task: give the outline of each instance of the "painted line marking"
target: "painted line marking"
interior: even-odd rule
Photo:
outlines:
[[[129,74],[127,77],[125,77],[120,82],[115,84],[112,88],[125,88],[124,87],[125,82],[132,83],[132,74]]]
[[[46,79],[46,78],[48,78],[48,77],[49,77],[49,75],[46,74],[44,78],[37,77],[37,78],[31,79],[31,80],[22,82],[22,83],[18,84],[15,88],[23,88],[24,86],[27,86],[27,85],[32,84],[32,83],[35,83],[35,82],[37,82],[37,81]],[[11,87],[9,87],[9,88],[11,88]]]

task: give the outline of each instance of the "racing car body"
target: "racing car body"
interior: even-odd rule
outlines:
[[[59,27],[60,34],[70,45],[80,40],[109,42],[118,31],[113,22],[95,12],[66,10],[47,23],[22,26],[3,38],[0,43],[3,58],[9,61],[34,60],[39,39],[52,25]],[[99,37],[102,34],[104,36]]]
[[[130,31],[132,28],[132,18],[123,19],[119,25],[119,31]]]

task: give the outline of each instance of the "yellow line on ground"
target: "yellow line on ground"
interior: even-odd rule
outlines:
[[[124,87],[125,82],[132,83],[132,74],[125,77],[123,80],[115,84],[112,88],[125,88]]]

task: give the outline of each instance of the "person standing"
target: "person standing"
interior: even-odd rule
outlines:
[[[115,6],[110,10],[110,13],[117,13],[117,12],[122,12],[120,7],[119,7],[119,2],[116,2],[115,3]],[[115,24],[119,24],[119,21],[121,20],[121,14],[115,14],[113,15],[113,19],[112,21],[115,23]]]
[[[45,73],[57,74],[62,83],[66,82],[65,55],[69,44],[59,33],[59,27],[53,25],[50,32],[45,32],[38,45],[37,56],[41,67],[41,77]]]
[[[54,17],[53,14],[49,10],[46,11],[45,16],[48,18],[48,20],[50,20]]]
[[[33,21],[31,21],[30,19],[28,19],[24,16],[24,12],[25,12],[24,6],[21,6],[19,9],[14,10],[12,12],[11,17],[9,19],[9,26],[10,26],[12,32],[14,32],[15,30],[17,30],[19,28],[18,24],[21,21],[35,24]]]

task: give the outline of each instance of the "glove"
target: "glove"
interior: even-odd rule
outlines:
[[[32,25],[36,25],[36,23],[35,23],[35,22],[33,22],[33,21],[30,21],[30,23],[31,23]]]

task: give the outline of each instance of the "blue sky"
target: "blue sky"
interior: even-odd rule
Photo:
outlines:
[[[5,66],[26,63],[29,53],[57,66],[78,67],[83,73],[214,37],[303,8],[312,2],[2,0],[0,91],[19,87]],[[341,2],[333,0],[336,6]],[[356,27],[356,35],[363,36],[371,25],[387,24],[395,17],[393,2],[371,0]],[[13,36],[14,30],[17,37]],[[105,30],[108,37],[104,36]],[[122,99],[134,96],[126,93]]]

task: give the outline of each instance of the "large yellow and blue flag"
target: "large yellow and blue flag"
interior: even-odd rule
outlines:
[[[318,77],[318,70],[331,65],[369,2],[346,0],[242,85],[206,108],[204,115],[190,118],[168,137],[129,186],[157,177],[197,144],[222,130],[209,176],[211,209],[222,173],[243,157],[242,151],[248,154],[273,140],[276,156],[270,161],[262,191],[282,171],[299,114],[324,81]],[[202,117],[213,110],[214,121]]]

_PROBLEM STATEMENT_. Reproduce every line of the data verbatim.

_OUTPUT FOR THIS EXERCISE_.
task: give the outline of each instance of the "painted line marking"
target: "painted line marking"
interior: even-odd rule
Photo:
outlines:
[[[129,74],[127,77],[125,77],[120,82],[115,84],[112,88],[125,88],[124,87],[125,82],[132,83],[132,74]]]
[[[46,79],[46,78],[48,78],[48,77],[49,77],[49,75],[46,74],[44,78],[37,77],[37,78],[31,79],[31,80],[22,82],[22,83],[18,84],[15,88],[23,88],[24,86],[27,86],[27,85],[32,84],[32,83],[35,83],[35,82],[37,82],[37,81]],[[11,87],[9,87],[9,88],[11,88]]]

task: give the outline of each instance of the "racing car body"
target: "racing car body"
interior: even-odd rule
outlines:
[[[59,27],[60,34],[70,45],[80,40],[109,42],[118,31],[113,22],[95,12],[66,10],[47,23],[22,26],[3,38],[0,43],[3,58],[9,61],[34,60],[39,39],[52,25]],[[99,37],[102,34],[104,36]]]
[[[130,31],[132,28],[132,18],[123,19],[119,25],[119,31]]]

task: give the outline of each instance of the "yellow line on ground"
target: "yellow line on ground"
interior: even-odd rule
outlines:
[[[124,87],[125,82],[132,83],[132,74],[125,77],[123,80],[115,84],[112,88],[125,88]]]

task: give the outline of each instance of the "person standing"
target: "person standing"
interior: even-odd rule
outlines:
[[[115,6],[110,10],[110,13],[117,13],[117,12],[122,12],[120,7],[119,7],[119,2],[116,2],[115,3]],[[115,24],[119,24],[119,21],[121,20],[121,14],[115,14],[113,15],[113,19],[112,21],[115,23]]]
[[[45,73],[57,74],[62,83],[66,82],[65,55],[69,44],[59,33],[59,27],[53,25],[50,32],[45,32],[38,45],[37,56],[41,67],[41,77]]]
[[[54,17],[53,14],[49,10],[46,11],[45,16],[48,18],[48,20],[50,20]]]
[[[33,21],[31,21],[30,19],[28,19],[24,16],[24,12],[25,12],[24,6],[21,6],[19,9],[14,10],[12,12],[11,17],[9,19],[9,26],[10,26],[12,32],[14,32],[15,30],[17,30],[19,28],[18,24],[21,21],[35,24]]]

task: give the outline of each instance of the "glove"
target: "glove"
interior: even-odd rule
outlines:
[[[32,25],[36,25],[36,23],[35,23],[35,22],[33,22],[33,21],[30,21],[30,23],[31,23]]]

task: give the outline of each instance of the "blue sky"
target: "blue sky"
interior: even-odd rule
Photo:
outlines:
[[[5,66],[26,63],[29,53],[57,66],[78,67],[83,73],[214,37],[303,8],[312,2],[2,0],[0,91],[19,87]],[[341,2],[333,0],[336,6]],[[356,27],[356,35],[363,36],[371,25],[387,24],[395,17],[393,2],[371,0]],[[13,36],[14,30],[17,37]],[[105,30],[108,37],[104,36]],[[122,99],[134,96],[126,93]]]

task: give the outline of each instance of the "large yellow and blue flag"
target: "large yellow and blue flag"
interior: even-odd rule
outlines:
[[[318,77],[318,70],[331,65],[369,2],[346,0],[242,85],[206,108],[204,115],[190,118],[168,137],[129,186],[157,177],[197,144],[222,130],[209,176],[211,209],[222,173],[243,157],[242,151],[248,154],[273,140],[276,156],[270,161],[262,191],[282,171],[299,114],[324,81]],[[202,117],[213,110],[214,121]]]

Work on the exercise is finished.